코드 발췌:
——
X_color_train: (2231, 124) float32


In [None]:
from sklearn.preprocessing import StandardScaler
sc_color = StandardScaler()
Xc_tr = sc_color.fit_transform(X_color_train)
Xc_te = sc_color.transform(X_color_test)

Xh_tr, Xh_te = X_hog_train, X_hog_test  

sc_lbp = StandardScaler()
Xl_tr = sc_lbp.fit_transform(X_lbp_train)
Xl_te = sc_lbp.transform(X_lbp_test)

print("scaled color:", Xc_tr.shape, "scaled lbp:", Xl_tr.shape)

model evaluation

In [None]:
svm_color = train_color_svm(Xc_tr, y_train_road, C=10, gamma="scale")
svm_lbp   = train_lbp_svm(Xl_tr, y_train_road, C=10, gamma="scale")

res_color = eval_svm(svm_color, Xc_tr, y_train_road, Xc_te, y_test_road, name="COLOR_SVM")
res_lbp   = eval_svm(svm_lbp,   Xl_tr, y_train_road, Xl_te, y_test_road, name="LBP_SVM")

pd.DataFrame([res_color, res_lbp])


In [None]:
pca_dims = [64, 128, 256, 512]   # 필요하면 더 추가/조정
hog_result = train_hog_pca_svm_by_dims(
    X_hog_train, y_train_road,
    X_hog_test,  y_test_road,
    pca_dims=pca_dims,
    C=10,
    gamma="scale",
)

df_hog = pd.DataFrame({
    "dim": pca_dims,
    "train_acc": [hog_result["train_acc"][d] for d in pca_dims],
    "test_acc":  [hog_result["test_acc"][d]  for d in pca_dims],
    "total_sec": [hog_result["time_report"][d]["total_sec"] for d in pca_dims],
}).sort_values("test_acc", ascending=False)

df_hog


In [None]:
best_dim = int(df_hog.iloc[0]["dim"])
print("best_dim:", best_dim)

# best_dim의 (scaler,pca)와 svm
hog_scaler, hog_pca = hog_result["hog_pca_models"][best_dim]
svm_hog = hog_result["hog_svm_models"][best_dim]

Xh_tr = hog_result["hog_pca_train_features"][best_dim]
Xh_te = hog_result["hog_pca_test_features"][best_dim]

res_hog = eval_svm(svm_hog, Xh_tr, y_train_road, Xh_te, y_test_road, name=f"HOG_PCA{best_dim}_SVM")
——
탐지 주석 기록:
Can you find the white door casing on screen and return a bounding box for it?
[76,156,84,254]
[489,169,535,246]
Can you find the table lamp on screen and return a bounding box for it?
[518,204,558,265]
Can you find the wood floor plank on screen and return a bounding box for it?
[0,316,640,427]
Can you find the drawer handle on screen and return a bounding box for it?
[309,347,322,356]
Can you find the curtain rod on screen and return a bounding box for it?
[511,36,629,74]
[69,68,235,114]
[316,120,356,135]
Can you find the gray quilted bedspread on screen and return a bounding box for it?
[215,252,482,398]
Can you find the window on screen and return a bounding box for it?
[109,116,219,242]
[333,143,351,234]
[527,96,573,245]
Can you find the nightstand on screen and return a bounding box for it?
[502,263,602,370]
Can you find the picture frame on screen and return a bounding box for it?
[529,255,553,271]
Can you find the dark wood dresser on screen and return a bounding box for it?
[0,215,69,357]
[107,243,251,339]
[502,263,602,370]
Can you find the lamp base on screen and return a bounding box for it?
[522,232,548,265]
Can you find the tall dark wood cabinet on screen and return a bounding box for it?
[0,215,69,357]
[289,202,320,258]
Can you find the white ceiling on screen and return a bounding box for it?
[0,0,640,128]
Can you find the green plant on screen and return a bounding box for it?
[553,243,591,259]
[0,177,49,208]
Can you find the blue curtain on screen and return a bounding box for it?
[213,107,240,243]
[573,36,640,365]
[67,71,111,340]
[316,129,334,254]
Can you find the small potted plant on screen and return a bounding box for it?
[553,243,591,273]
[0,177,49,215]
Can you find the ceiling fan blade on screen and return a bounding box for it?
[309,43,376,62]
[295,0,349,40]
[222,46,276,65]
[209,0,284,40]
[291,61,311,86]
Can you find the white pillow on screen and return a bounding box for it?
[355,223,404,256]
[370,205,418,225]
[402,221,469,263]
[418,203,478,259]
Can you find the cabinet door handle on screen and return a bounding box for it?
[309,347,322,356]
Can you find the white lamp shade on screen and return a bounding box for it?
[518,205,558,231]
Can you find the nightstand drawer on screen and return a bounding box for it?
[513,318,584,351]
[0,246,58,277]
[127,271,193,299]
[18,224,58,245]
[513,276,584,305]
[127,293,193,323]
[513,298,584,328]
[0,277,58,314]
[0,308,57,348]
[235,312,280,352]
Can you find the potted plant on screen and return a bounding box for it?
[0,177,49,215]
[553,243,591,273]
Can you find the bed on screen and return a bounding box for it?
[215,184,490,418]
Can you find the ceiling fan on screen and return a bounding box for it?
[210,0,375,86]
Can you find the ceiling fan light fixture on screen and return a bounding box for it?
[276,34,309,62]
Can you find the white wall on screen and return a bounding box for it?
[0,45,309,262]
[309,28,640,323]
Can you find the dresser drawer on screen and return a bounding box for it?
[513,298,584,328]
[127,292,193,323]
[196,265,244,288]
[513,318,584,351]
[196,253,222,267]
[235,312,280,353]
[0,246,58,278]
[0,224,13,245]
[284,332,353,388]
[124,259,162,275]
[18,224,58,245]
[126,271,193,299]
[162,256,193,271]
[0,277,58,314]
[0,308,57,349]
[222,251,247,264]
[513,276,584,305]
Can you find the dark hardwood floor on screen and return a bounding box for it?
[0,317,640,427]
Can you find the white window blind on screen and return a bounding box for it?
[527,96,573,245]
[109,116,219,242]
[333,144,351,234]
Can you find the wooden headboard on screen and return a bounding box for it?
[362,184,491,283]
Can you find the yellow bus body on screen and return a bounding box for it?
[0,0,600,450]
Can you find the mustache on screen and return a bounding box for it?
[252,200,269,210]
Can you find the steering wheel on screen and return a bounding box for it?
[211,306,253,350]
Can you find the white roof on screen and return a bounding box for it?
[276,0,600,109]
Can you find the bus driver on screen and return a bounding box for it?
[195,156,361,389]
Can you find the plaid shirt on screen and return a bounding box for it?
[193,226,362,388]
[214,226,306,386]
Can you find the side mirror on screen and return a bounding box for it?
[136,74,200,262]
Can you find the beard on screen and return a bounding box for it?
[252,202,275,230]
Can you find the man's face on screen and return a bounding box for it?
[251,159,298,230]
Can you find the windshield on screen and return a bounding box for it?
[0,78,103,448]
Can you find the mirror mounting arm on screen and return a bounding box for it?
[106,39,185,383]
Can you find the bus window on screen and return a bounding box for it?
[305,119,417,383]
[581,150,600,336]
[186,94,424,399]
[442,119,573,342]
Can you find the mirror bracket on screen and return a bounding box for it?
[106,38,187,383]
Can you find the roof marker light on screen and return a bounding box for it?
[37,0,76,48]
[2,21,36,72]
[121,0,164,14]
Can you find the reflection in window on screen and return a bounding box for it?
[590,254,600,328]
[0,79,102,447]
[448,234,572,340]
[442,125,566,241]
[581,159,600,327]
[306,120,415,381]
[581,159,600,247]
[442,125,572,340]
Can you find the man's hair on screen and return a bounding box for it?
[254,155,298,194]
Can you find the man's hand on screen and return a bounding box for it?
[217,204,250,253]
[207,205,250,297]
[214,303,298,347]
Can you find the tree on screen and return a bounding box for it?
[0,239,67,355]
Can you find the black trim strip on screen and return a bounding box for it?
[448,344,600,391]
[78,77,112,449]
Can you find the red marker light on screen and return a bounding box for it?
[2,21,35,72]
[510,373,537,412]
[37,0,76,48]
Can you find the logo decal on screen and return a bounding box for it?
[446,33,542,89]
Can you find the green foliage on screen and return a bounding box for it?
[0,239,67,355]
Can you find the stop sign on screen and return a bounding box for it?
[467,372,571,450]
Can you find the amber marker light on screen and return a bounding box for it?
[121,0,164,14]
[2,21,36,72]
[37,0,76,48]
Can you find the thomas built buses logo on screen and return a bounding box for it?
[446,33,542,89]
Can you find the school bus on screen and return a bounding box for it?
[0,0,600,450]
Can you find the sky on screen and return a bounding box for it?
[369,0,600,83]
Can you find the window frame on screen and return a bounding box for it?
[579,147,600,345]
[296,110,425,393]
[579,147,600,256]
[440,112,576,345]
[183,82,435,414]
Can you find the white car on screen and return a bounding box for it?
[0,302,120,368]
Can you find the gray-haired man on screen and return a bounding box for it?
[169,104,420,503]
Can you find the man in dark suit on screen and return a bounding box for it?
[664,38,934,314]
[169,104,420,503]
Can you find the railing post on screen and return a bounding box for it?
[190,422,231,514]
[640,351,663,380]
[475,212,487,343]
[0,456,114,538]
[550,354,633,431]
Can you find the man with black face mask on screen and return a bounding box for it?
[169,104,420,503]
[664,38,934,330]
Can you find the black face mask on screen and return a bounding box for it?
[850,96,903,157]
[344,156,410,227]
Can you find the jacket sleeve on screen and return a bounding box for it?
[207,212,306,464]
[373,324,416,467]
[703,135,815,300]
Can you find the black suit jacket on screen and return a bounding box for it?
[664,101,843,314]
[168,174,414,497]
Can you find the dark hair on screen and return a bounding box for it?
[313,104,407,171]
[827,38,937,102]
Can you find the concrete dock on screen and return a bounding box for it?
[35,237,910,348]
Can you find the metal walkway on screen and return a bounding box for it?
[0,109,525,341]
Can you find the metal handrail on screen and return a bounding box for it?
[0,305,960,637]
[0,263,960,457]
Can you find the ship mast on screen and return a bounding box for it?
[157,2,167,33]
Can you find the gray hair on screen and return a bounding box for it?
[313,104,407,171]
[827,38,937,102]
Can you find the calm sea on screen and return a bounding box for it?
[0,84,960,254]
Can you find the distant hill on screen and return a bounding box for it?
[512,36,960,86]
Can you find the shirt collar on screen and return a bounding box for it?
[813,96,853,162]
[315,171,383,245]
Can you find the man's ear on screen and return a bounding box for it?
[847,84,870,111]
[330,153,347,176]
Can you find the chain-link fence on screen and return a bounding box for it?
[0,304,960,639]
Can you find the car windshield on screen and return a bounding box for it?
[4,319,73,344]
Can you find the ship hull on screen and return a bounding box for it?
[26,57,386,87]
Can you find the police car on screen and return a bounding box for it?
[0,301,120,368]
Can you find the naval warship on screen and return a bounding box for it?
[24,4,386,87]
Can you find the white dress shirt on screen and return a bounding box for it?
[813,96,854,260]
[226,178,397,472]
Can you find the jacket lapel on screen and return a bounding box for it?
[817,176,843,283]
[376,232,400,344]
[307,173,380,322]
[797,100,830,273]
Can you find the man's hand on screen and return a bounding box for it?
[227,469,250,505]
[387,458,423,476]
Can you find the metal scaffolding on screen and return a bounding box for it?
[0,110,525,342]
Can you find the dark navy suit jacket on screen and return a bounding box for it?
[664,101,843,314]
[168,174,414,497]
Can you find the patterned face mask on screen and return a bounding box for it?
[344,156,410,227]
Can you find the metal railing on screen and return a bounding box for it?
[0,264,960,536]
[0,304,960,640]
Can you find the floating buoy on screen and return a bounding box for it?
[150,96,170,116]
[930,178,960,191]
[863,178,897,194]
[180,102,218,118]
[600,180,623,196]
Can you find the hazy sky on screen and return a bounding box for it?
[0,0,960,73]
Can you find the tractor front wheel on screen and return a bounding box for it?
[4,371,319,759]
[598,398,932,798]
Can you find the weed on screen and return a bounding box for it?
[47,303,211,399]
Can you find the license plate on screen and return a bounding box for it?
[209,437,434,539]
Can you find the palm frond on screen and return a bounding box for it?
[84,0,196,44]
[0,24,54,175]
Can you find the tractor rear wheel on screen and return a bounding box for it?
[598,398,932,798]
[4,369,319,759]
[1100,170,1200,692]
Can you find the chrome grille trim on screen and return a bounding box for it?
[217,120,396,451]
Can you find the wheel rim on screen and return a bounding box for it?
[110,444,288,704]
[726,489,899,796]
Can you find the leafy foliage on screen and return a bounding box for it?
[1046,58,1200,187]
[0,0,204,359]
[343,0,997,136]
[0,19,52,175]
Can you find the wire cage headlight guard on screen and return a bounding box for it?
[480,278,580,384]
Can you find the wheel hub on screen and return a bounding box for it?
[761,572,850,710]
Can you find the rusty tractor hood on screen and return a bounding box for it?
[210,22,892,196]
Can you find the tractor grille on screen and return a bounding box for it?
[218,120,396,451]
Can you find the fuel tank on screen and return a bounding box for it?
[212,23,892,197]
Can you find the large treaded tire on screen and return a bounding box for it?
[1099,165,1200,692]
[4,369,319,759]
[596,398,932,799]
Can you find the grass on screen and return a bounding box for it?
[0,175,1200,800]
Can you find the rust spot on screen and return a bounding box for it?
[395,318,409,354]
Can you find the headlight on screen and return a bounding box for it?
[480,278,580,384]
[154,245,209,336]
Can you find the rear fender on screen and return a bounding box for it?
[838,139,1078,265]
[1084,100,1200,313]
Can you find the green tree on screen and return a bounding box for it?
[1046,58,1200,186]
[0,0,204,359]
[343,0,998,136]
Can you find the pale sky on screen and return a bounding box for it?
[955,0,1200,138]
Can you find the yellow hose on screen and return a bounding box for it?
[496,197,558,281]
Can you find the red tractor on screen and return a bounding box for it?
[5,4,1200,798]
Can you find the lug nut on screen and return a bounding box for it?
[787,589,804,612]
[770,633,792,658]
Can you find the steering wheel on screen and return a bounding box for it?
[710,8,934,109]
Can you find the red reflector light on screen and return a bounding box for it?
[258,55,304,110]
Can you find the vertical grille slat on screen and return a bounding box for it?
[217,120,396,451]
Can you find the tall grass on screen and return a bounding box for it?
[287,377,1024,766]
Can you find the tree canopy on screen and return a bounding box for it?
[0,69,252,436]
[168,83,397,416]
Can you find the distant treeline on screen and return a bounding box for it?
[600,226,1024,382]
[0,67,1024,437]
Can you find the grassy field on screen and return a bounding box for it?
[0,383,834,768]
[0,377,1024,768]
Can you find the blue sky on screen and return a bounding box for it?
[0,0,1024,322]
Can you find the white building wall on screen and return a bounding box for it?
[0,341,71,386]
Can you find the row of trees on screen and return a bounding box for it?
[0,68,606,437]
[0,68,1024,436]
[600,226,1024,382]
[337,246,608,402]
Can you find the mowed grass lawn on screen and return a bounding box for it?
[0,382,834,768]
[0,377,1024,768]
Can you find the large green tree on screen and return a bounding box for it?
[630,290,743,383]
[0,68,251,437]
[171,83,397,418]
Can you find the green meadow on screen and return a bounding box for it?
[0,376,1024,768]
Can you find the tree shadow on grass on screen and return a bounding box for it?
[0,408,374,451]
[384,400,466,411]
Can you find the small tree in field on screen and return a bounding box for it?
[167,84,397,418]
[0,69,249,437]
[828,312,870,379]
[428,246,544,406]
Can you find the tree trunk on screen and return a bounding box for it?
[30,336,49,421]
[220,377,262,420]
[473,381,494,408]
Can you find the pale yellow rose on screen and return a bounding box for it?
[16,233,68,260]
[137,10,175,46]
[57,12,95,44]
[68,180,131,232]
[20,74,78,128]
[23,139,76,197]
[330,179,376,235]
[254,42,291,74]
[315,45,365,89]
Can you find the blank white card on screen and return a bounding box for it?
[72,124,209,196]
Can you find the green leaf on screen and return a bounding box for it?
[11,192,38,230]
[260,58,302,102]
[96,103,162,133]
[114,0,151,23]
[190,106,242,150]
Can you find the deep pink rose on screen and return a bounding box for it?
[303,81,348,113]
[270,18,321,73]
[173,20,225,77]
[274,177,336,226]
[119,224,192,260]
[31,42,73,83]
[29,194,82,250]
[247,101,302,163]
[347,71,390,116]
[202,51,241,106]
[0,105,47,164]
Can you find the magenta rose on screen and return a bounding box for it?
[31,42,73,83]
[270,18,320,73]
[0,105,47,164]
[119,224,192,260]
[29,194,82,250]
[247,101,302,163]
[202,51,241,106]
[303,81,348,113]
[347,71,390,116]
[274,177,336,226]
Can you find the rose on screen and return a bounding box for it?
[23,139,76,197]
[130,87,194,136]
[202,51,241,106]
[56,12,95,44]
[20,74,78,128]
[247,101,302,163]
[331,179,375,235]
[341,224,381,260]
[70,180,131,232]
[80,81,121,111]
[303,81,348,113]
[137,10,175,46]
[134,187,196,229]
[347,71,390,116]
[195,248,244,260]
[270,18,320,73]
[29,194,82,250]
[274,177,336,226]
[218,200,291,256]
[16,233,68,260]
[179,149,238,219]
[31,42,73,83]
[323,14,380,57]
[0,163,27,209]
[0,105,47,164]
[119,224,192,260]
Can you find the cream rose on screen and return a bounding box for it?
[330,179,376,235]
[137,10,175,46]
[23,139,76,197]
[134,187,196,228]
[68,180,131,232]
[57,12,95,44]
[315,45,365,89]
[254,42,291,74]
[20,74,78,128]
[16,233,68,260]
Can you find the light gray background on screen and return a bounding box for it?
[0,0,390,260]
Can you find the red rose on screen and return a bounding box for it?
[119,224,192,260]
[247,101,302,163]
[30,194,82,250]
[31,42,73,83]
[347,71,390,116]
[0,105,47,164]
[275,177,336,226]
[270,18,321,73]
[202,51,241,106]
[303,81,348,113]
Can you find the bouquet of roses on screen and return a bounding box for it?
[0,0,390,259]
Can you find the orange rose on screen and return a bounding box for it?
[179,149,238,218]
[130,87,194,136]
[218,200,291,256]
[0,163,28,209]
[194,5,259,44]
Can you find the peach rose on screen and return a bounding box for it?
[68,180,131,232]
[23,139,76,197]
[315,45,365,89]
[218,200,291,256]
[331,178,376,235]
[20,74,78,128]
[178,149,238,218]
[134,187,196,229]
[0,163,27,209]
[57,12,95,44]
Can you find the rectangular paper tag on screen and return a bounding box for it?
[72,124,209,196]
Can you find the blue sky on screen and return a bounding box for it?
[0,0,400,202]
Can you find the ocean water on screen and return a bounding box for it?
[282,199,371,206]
——
수행할 과제:
1/ 코드 발췌에서 "X_color_train: (2231, 124)"에서 시작해 "Xl_tr = sc_lbp.fit_transform(X_lbp_train)"에서 끝나는 부분을 다시 쓰되, "sc_color"를 "color_scaler"로 바꾸세요.
2/ 코드 발췌에서 df_hog는 어느 열을 기준으로, 어떤 순서로 정렬됩니까?
3/ 코드 발췌에서 df_hog의 첫 번째 행에 있는 dim 값을 best_dim으로 삼는 이유를 한 문장에서 세 문장 사이로 설명하세요.

답변:
1/
X_color_train: (2231, 124) float32


In [None]:
from sklearn.preprocessing import StandardScaler
color_scaler = StandardScaler()
Xc_tr = color_scaler.fit_transform(X_color_train)
Xc_te = color_scaler.transform(X_color_test)

Xh_tr, Xh_te = X_hog_train, X_hog_test  

sc_lbp = StandardScaler()
Xl_tr = sc_lbp.fit_transform(X_lbp_train)

2/ "test_acc" 열을 기준으로 내림차순으로 정렬됩니다.

3/ df_hog는 sort_values("test_acc", ascending=False)에 따라 test_acc가 높은 순으로 정렬되어 있습니다. 그래서 iloc[0]으로 가져오는 첫 번째 행이 테스트 정확도가 가장 높은 PCA 차원이며, 그 dim 값이 best_dim이 됩니다.